━━ EXTRACT TO READ

Budapest's Ruin Bars Are Worth a Trip to Hungary
Budapest has a rep for being an epic party city -- after all, where else would you find electronic music and laser shows in a thermal bathhouse? But the city is also known for its famous ruin pubs.
Romkocsma, as they’re called locally, are massive abandoned buildings that have been converted into bars and eclectic hangouts -- think old factories, abandoned department stores, and former apartment complexes, all turned into bars or clubs. Ruin pubs offer cheap drinks, mazes of rooms, street art, and communist relics. And they're freakin’ cool places to drink. Here are 10 of Budapest's best.
No ruin-pub crawl would be complete without hitting up Szimpla Kert, the ORIGINAL romkocsma that started it all. Once an abandoned factory set for the wrecking ball, its owners had another idea: throw together old furniture and artsy DIY decorations, and inadvertently write the DNA for every ruin bar to follow. Szimpla’s since become a cult pick in guidebooks, so don’t come here expecting to meet locals (there won’t be any); instead, come to explore the labyrinth of quirky themed rooms and taste the city’s modern history.
This underground nightclub, located in the basement of an old cultural center, is out-of-date -- in the best possible way. With walls covered in records and rock memorabilia, it kind of feels like being a kid in your older brother's bedroom. Filter regularly schedules rock and metal shows, but there’s also the odd ambient and reggae act too. And apparently, Friday nights are pure Depeche Mode, if you just can't get enough of studded leather and the freakier side of the ’80s.
The “House of Teeth” as it’s known in Hungarian got its name from an old dentist’s office sign found during the bar’s first renovations. It was a squat house until 2010, when Fogaz Ház was born as a ruin pub, artists’ studio, and bike shop all rolled into one. Talk about a hipster's paradise. The space is known for its eclectic courtyard complete with an enormous tree decked out in multi-colored lights.
By definition, ruin bars are ginormous -- and in size, Instant is the mother of them all. Budapest’s largest ruin pub (once upon a time, an apartment complex) has over 20 rooms, several bars and stages, and two outdoor gardens. There’s no such thing as a “pop-in” here, considering it’s a maze of dance floors with DJs and live music, and open until 6am every night. We recommend using the buddy system and marking some eccentric décor (a glittery disco ball shaped like a boar… disco boar?) as your group’s meeting point.
A former university building, Dürer kert has stayed close to its roots -- it's a ruin bar for drinking like you're still in college. Tap into your inner freshman as you knock back a few beers over foosball, Ping-Pong, darts, and a French game called pétanque (there are metal balls and you throw them… trust us, it’s fun). The courtyard garden -- with its tables, benches, and even cozy hammock -- is perfect for enjoying some live tunes.
Welcome to Corvin Club, a massive nightclub spread out over a formerly derelict department store. The building is grey and industrial -- a throwback to the communist era it was built in -- but made modern with glow lights and minimalist décor. Summertime shenanigans don’t get much better than Corvin’s rooftop terrace, known for holding a smorgasbord of events from techno parties to open-air movie screenings.

━━━━
━━ EXTRACTED MATERIAL

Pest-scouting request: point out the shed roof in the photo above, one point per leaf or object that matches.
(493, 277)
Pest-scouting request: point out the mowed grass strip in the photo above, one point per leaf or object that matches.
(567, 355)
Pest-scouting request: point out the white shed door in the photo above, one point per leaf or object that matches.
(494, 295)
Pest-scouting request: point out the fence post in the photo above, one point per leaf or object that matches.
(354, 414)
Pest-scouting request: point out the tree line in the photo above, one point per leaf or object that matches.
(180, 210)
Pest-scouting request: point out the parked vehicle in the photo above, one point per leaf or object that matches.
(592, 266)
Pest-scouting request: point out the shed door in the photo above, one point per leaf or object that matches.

━━━━

* [WORK TO COMPLETE]:
a. In the article on Budapest's ruin bars, copy out word for word everything from "Welcome to Corvin" down to "open-air movie screenings.".
b. Name each game the article on Budapest's ruin bars says patrons can play at Dürer kert.
c. Render this sentence from the article on Budapest's ruin bars in French: "Ruin pubs offer cheap drinks, mazes of rooms, street art, and communist relics."
The entries come from a source unrelated to the article on Budapest's ruin bars.

* [EXERCISE SOLUTIONS]:
a.
Welcome to Corvin Club, a massive nightclub spread out over a formerly derelict department store. The building is grey and industrial -- a throwback to the communist era it was built in -- but made modern with glow lights and minimalist décor. Summertime shenanigans don’t get much better than Corvin’s rooftop terrace, known for holding a smorgasbord of events from techno parties to open-air movie screenings.

b. Foosball, Ping-Pong, darts, and pétanque.

c. Les bars en ruines offrent des boissons bon marché, des labyrinthes de pièces, de l'art urbain et des vestiges communistes.